__Task to complete__: Set down exactly the entries below, beginning at their first line and ending at the line with "column 340, row 295".

__Available records__:
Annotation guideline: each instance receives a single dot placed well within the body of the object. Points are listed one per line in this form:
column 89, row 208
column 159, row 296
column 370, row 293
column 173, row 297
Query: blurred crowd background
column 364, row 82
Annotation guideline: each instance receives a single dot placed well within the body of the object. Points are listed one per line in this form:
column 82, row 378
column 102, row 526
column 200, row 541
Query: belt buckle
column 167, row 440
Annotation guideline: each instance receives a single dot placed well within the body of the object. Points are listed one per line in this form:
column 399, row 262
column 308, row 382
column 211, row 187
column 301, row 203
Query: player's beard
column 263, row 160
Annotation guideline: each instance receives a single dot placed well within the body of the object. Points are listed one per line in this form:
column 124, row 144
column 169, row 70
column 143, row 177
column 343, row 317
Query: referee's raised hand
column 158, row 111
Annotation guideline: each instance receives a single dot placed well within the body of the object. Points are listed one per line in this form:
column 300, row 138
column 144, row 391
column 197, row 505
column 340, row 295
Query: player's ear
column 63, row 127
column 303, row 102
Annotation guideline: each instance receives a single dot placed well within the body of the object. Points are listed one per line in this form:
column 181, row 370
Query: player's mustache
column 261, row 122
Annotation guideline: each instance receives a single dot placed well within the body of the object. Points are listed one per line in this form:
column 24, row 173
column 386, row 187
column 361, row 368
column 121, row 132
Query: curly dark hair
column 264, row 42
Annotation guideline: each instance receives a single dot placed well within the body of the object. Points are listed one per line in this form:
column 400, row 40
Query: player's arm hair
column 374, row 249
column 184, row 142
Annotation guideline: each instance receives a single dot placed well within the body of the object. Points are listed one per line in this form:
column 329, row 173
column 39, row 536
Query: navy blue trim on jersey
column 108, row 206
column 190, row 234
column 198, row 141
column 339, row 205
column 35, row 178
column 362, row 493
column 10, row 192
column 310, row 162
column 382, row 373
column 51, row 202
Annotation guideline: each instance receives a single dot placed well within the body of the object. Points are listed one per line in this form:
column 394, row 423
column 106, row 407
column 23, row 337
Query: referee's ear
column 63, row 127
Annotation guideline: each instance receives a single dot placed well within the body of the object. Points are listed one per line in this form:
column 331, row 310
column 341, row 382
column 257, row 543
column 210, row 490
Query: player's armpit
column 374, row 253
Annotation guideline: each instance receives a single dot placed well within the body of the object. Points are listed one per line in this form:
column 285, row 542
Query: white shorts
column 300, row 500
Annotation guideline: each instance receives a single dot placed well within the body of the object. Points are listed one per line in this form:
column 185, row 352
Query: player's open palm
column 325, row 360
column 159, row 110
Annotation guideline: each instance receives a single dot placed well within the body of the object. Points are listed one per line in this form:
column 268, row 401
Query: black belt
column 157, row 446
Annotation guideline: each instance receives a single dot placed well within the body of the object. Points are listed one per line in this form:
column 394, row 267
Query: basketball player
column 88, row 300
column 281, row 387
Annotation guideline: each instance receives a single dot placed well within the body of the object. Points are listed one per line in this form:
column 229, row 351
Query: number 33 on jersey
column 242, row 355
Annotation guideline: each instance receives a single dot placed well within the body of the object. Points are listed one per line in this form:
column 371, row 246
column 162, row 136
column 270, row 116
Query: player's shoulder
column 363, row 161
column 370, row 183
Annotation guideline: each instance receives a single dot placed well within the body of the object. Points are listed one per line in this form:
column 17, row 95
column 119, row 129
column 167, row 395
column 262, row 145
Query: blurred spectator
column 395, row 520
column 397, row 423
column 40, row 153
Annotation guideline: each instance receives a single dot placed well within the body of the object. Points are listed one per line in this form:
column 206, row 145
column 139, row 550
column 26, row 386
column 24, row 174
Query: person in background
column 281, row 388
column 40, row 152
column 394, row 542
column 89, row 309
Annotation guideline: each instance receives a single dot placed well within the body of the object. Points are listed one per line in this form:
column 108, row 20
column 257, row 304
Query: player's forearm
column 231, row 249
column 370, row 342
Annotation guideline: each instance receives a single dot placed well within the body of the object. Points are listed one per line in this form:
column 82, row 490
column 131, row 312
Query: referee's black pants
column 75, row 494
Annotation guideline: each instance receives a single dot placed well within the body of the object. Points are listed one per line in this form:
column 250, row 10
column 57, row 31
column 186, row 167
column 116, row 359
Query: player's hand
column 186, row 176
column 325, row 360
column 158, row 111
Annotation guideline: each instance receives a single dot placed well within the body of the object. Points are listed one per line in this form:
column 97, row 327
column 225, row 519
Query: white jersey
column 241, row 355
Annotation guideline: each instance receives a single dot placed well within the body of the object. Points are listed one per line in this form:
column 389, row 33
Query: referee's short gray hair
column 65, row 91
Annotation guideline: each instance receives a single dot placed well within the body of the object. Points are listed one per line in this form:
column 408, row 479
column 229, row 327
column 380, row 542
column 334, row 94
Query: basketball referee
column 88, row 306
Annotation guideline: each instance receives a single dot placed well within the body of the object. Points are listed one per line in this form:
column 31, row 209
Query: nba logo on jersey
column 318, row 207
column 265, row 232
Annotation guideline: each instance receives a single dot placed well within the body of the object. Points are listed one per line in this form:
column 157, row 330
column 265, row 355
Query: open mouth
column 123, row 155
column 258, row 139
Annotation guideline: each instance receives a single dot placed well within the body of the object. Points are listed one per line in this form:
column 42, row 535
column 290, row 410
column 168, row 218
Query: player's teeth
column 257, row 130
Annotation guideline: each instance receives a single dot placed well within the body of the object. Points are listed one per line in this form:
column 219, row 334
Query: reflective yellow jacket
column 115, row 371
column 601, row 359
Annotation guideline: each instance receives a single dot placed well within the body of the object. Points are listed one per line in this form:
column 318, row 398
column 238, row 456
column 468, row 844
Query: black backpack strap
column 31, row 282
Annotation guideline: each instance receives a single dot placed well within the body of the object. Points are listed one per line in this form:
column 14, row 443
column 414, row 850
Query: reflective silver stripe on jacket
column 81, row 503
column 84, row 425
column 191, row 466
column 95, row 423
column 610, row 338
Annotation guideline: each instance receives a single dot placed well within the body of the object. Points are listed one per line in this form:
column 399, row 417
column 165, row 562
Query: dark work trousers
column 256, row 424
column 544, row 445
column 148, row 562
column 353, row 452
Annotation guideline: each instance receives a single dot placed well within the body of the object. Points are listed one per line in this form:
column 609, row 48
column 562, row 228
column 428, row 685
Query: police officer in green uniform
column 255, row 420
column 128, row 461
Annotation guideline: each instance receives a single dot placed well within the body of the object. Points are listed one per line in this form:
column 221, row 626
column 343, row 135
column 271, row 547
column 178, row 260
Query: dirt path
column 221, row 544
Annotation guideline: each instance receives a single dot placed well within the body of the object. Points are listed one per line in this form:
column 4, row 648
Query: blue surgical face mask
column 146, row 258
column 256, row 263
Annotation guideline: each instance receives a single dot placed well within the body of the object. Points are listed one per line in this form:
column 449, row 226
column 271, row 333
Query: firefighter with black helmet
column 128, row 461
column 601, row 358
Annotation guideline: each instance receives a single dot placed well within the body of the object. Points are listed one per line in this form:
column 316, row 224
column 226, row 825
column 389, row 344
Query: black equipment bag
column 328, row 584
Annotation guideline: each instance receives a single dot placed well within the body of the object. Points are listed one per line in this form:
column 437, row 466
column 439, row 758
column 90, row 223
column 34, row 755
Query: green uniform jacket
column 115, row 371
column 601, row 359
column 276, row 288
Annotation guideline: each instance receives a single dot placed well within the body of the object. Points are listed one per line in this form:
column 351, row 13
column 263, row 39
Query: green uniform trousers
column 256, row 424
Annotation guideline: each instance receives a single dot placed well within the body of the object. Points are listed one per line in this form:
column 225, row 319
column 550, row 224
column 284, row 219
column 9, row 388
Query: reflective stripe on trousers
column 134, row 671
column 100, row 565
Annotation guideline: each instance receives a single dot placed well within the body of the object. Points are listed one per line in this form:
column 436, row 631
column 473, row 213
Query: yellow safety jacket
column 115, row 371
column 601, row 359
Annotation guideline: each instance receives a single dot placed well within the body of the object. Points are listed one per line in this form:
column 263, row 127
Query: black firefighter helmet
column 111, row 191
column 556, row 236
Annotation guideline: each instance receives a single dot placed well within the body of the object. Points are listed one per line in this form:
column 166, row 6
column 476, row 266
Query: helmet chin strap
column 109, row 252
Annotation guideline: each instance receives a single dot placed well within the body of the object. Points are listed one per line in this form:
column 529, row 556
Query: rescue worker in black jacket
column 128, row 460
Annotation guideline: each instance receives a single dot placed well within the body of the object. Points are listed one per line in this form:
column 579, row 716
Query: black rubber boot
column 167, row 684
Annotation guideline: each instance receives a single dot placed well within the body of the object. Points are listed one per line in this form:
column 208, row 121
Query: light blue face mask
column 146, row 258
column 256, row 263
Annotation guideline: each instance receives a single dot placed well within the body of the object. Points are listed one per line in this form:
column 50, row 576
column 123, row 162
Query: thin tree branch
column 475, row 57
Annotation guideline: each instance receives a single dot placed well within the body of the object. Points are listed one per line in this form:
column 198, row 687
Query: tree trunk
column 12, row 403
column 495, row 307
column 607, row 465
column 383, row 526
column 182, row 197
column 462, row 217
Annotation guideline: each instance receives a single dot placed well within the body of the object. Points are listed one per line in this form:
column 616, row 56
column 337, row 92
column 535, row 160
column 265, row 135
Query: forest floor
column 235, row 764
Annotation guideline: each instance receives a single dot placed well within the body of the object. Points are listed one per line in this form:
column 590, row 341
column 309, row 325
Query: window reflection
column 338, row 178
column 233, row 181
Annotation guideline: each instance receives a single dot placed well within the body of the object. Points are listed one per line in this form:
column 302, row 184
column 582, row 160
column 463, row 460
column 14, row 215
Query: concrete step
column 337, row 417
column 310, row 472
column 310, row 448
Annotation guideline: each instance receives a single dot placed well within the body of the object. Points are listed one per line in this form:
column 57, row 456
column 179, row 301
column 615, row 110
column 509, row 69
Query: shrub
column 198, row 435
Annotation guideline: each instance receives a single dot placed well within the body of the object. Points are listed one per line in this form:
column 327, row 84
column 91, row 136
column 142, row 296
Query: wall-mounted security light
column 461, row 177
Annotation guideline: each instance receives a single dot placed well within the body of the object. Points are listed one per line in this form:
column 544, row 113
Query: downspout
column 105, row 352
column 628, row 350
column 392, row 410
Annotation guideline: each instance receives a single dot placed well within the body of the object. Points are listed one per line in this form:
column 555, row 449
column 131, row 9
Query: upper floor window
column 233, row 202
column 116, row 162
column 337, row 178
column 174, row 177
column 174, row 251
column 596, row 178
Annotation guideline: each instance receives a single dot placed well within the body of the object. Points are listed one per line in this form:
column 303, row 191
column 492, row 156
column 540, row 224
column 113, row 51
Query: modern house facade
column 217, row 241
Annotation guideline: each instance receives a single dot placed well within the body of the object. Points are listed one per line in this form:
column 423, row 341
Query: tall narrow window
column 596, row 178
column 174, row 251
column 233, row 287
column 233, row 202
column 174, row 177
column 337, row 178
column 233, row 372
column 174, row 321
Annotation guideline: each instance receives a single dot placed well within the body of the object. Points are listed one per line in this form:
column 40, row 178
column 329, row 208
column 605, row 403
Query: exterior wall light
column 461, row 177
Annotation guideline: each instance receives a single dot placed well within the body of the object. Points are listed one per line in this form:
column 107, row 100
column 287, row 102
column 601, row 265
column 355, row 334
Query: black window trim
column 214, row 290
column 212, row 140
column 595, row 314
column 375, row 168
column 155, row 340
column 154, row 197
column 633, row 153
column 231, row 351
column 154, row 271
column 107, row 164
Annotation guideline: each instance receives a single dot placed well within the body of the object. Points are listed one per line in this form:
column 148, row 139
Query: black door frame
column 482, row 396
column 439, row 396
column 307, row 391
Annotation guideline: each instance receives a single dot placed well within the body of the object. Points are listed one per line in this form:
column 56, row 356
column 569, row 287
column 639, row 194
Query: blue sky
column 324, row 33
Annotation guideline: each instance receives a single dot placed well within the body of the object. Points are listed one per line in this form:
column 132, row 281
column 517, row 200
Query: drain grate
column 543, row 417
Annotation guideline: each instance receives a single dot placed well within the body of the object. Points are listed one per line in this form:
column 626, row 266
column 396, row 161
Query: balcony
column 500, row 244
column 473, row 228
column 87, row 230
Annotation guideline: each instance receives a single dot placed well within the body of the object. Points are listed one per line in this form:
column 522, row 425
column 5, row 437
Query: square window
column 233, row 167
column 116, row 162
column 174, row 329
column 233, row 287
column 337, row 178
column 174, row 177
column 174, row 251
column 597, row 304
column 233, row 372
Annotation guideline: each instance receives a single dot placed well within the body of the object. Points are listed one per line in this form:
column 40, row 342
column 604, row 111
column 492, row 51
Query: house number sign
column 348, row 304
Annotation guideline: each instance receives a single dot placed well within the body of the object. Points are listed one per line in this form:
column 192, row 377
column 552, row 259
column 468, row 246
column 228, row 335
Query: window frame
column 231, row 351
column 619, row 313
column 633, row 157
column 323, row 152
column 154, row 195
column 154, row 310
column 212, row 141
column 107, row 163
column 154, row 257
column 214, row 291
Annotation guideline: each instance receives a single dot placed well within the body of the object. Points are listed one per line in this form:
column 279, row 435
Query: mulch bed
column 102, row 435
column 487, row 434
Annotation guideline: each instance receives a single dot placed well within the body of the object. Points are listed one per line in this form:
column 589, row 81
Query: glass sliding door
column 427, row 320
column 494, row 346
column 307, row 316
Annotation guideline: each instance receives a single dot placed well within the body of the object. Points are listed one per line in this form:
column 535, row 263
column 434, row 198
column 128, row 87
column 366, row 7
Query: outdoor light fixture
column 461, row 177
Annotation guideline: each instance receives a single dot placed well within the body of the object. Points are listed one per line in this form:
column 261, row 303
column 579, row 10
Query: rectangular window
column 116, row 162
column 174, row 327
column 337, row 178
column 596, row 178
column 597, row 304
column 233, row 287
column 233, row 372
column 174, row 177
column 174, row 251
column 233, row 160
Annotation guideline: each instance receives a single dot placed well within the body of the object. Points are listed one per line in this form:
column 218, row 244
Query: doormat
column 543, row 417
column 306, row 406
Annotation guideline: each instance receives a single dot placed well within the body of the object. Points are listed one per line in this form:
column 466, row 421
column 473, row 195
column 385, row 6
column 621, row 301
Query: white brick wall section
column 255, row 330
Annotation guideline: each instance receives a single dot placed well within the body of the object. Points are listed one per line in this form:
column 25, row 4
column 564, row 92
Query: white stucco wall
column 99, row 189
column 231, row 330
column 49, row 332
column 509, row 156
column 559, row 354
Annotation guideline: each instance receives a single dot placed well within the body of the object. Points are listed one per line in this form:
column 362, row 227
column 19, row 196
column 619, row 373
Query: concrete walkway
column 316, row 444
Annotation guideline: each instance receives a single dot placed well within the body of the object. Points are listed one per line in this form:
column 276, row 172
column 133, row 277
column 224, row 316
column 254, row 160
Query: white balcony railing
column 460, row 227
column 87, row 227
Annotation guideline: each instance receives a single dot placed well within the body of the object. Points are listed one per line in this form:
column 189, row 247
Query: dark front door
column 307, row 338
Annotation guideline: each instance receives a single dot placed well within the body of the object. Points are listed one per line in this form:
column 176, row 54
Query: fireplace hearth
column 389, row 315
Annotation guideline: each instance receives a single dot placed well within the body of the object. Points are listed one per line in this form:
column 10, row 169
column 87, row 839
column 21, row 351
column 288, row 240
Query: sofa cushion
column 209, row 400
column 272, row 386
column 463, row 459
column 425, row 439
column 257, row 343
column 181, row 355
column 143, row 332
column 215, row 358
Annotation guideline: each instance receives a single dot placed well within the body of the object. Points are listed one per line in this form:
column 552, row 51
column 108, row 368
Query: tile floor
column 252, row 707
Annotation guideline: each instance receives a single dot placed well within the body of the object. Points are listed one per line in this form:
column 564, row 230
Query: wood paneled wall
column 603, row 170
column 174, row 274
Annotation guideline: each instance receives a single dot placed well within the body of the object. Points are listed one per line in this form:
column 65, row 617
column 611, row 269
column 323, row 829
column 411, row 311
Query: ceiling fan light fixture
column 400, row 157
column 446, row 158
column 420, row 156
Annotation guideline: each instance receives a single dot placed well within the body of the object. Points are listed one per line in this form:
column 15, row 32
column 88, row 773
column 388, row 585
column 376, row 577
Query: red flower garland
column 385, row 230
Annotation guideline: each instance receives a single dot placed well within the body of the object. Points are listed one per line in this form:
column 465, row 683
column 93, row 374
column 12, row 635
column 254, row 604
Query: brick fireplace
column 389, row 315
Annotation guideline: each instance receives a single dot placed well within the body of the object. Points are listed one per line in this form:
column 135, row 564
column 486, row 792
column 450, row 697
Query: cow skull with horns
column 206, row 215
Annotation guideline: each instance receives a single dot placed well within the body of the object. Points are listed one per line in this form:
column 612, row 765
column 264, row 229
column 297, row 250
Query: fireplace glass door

__Final answer__:
Annotation guideline: each instance receives a single dot placed well within the body of the object. Points are listed one per line in this form:
column 89, row 208
column 159, row 296
column 370, row 293
column 173, row 297
Query: blurred crowd background
column 364, row 82
Annotation guideline: each instance receives a single dot placed well within the body of the object. Points are listed one per line in this form:
column 82, row 378
column 102, row 526
column 200, row 541
Query: belt buckle
column 167, row 440
Annotation guideline: each instance receives a single dot placed well within the body of the object. Points are listed one per line in this form:
column 399, row 262
column 308, row 382
column 211, row 187
column 301, row 203
Query: player's beard
column 263, row 160
Annotation guideline: each instance receives a single dot placed well within the body of the object. Points are listed one per line in this form:
column 124, row 144
column 169, row 70
column 143, row 177
column 343, row 317
Query: referee's raised hand
column 158, row 111
Annotation guideline: each instance receives a single dot placed well within the body of the object. Points are listed one per line in this form:
column 300, row 138
column 144, row 391
column 197, row 505
column 340, row 295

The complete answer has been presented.